## start PASSAGE SHOWN

Re: [PATCH] powerpc/powernv: Read opal error log and export it through sysfs interface.

All of lore.kernel.org
 help / color / mirror / Atom feed

From: Mahesh Jagannath Salgaonkar <mahesh@linux.vnet.ibm.com>
To: Stewart Smith <stewart@linux.vnet.ibm.com>,
	linuxppc-dev@lists.ozlabs.org
Subject: Re: [PATCH] powerpc/powernv: Read opal error log and export it through sysfs interface.
Date: Tue, 25 Feb 2014 10:32:11 +0530	[thread overview]
Message-ID: <530C23D3.6020203@linux.vnet.ibm.com> (raw)
In-Reply-To: <87y515mij4.fsf@river.au.ibm.com>

On 02/21/2014 05:41 AM, Stewart Smith wrote:
>  Mahesh J Salgaonkar <mahesh@linux.vnet.ibm.com> writes:
>  > This patch adds support to read error logs from OPAL and export them
>  > to userspace through sysfs interface /sys/firmware/opa/opal-elog.

Hi Stewart,

Thanks for the review. This code definitely needs improvement.

> 
>  I think we could provide a better interface with instead having a file
>  per log message appear in sysfs. We're never going to have more than 128
>  of these at any one time on the Linux side, so it's not going to bee too
>  many files.

It is not just about 128 files, we may be adding/removing sysfs node for
every new log id that gets informed to kernel and ack-ed. In worst case,
when we have flood of elog errors with user daemon consuming it and
ack-ing back to get ready for next log in a tight poll, we may
continuously add/remove the sysfs node for each new <id>.

> 
>  e.g. /sys/firmware/opal/elog/<id>
> 
>  that way, any new file in /sys/firmware/opal/elog/ means there's a new
>  log entry available. I believe there's 
> 
>  To ack a log, you could just echo 'ack' to the file.

## end PASSAGE SHOWN
## start PROVIDED DATA

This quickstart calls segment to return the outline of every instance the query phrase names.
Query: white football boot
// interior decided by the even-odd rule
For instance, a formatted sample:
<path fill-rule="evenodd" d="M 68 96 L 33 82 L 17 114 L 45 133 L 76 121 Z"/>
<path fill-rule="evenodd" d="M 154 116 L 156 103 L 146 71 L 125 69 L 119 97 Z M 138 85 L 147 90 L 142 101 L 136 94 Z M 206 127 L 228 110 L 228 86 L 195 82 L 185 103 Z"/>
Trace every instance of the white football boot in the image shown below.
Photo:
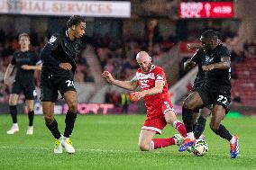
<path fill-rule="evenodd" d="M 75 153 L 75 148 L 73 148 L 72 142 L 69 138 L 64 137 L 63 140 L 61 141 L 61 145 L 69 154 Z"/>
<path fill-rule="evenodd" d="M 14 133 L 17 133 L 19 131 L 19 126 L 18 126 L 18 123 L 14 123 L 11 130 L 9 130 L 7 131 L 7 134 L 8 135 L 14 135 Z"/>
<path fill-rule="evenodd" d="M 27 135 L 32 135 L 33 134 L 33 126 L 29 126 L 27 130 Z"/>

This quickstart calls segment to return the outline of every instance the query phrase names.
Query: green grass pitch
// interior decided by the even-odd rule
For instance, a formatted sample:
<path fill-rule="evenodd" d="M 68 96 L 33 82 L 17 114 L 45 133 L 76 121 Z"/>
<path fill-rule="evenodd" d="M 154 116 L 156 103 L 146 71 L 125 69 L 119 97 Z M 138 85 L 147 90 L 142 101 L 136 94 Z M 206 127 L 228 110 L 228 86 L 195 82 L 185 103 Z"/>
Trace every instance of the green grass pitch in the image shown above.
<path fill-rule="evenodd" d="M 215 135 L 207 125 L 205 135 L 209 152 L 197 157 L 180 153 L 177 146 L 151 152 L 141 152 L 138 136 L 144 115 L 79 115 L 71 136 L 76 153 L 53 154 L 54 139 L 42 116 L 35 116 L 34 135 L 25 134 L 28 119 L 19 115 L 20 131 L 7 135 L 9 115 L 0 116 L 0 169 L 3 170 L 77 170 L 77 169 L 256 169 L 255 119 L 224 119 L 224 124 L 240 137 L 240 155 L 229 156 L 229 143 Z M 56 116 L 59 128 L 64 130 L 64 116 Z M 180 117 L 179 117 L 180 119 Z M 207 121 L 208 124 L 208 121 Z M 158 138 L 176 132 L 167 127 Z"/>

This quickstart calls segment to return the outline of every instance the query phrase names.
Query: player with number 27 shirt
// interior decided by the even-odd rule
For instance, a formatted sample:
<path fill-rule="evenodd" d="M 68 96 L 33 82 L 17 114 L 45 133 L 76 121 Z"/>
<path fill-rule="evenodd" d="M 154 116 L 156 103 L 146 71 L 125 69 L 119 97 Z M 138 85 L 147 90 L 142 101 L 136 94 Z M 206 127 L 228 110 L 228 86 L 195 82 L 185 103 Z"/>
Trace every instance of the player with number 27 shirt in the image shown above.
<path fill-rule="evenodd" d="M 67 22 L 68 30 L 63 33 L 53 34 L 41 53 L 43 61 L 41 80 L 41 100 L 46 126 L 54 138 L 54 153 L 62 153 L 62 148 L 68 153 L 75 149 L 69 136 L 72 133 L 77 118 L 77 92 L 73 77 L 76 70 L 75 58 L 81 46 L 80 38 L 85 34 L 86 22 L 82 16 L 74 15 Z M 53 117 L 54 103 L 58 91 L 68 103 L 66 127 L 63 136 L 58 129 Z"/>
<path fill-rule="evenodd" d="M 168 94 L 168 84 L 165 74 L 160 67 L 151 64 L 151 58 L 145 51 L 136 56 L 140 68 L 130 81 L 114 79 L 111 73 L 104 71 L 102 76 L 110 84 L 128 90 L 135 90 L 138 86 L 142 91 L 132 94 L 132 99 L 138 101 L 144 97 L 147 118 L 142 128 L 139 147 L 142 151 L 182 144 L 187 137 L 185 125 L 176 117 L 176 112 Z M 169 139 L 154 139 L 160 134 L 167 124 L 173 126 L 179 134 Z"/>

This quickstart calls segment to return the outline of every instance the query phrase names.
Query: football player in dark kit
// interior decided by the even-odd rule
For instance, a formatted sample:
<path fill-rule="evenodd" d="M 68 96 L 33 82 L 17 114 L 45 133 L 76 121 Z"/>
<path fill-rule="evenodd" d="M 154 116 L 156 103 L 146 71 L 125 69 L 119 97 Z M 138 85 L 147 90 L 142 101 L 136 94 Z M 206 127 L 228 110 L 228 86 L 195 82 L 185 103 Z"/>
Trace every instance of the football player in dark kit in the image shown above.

## end PROVIDED DATA

_GOAL OF THE EXERCISE_:
List every distinct email address that appears in the mailing-list reply above.

_FULL RESPONSE_:
- mahesh@linux.vnet.ibm.com
- stewart@linux.vnet.ibm.com
- linuxppc-dev@lists.ozlabs.org